(Data records)
□ □ □ □ □ □ □

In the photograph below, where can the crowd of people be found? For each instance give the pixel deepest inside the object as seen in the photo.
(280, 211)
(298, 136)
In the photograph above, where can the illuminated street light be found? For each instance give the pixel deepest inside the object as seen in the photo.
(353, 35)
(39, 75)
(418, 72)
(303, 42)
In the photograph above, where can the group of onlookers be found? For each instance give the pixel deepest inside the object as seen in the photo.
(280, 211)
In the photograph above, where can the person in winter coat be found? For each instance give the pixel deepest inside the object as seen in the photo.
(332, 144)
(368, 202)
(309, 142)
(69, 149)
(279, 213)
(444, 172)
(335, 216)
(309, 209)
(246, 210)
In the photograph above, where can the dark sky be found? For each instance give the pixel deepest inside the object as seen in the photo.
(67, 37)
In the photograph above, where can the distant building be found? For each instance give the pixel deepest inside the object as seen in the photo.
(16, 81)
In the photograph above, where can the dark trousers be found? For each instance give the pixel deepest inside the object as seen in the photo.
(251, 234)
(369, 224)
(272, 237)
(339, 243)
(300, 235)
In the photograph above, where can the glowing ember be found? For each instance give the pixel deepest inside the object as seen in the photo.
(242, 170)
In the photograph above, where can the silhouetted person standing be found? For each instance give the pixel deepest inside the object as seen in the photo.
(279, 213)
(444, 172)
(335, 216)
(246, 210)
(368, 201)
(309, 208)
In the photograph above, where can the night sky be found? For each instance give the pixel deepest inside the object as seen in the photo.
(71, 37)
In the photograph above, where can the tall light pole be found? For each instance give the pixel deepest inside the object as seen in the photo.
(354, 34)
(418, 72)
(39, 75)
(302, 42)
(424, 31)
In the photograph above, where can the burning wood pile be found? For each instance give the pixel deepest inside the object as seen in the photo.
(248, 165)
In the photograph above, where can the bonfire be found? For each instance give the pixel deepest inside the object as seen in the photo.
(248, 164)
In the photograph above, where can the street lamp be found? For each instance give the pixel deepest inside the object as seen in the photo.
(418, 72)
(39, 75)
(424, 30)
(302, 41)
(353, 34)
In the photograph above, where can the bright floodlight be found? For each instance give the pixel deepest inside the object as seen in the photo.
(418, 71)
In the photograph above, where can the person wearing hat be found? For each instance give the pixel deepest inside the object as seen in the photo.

□ □ □ □ □ □ □

__Instructions for the task__:
Please output each record exactly as it appears above.

__Solution for this exercise__:
In the photograph below, where can the crowd of people be found? For each instance give the pixel deepest inside the object as seen in the photo.
(280, 211)
(298, 136)
In the photograph above, where can the illuminated street light be found? For each instance give the pixel deepest inside the object as seen in the photo.
(353, 35)
(39, 75)
(418, 72)
(303, 42)
In the photograph above, where can the group of onlookers be found? For each instance give the pixel deepest inside the object as seen in the photo.
(280, 211)
In the photograph above, where can the person in winter coat be found? For each instance give the pixel deepest inside the object as seen in the photo.
(332, 144)
(368, 202)
(309, 142)
(69, 149)
(279, 213)
(444, 172)
(335, 216)
(309, 209)
(246, 210)
In the photograph above, where can the dark sky be found? For each instance give the pixel deepest inside the object as seen in the photo.
(67, 37)
In the photograph above, where can the distant building be found? For each instance give the pixel deepest inside the object as seen in the photo.
(16, 81)
In the photograph above, where can the dark trousers be found? For each instance give the pixel deepest inside the object as seen in the photo.
(251, 234)
(369, 224)
(272, 237)
(339, 243)
(300, 235)
In the photograph above, where can the glowing ember be found? For each instance give the pixel deepest inside the object as seen in the photo.
(242, 170)
In the photograph above, where can the silhouetted person standing be found? For each instance give the pixel deepest inside the object as seen in the photo.
(279, 213)
(444, 172)
(335, 216)
(246, 210)
(368, 201)
(309, 208)
In the photograph above, where can the night sky be found? For each instance give the pixel deepest inside the object as seen in the photo.
(71, 37)
In the photograph above, where can the tall light pole be found? For each instance give the pixel deepest inside the object as seen in the photo.
(354, 34)
(418, 72)
(39, 75)
(302, 42)
(424, 31)
In the photograph above, where can the burning wood pile be found? For each instance give the pixel deepest inside the object as seen in the photo.
(248, 165)
In the photograph above, where can the bonfire be found? For each instance give the pixel deepest inside the object as seen in the photo.
(248, 164)
In the photograph above, where can the street lamp be found? For each instance give the pixel deepest inside the object as seen in the photo.
(418, 72)
(39, 75)
(424, 30)
(302, 41)
(353, 34)
In the photograph above, where can the bright floodlight be found? For each instance give the pixel deepest inside the object as seen in the photo.
(418, 71)
In the photograph above, where can the person wearing hat be found? For each instance give the pixel deepest inside the object as seen in the photo.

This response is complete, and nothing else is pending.